Retype the entries below word for word, from the line containing "Target: pony's hind leg" down to the end of the entries.

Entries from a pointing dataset
┄┄┄┄┄┄

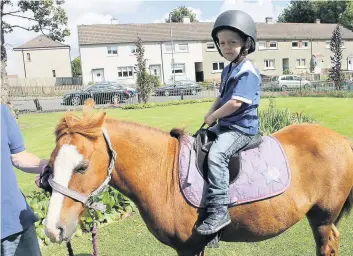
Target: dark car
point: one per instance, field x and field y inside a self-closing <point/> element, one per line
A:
<point x="101" y="93"/>
<point x="184" y="86"/>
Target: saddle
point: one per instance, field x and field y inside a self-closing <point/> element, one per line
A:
<point x="202" y="144"/>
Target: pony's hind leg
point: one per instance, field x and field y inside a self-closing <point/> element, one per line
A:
<point x="327" y="239"/>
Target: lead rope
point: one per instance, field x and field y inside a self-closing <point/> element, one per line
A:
<point x="94" y="242"/>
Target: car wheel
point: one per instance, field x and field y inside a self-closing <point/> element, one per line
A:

┄┄┄┄┄┄

## TASK SOLUTION
Target: pony's hind leg
point: one per instance, field x and field y inside a self-closing <point/> element, one per line
A:
<point x="327" y="239"/>
Target: lead rope
point: one per instance, field x and field y inside a self-closing <point/> element, one per line
A:
<point x="94" y="242"/>
Target: car wheel
point: one per instance, field x and field y inside a self-closing <point/> element, one per line
A:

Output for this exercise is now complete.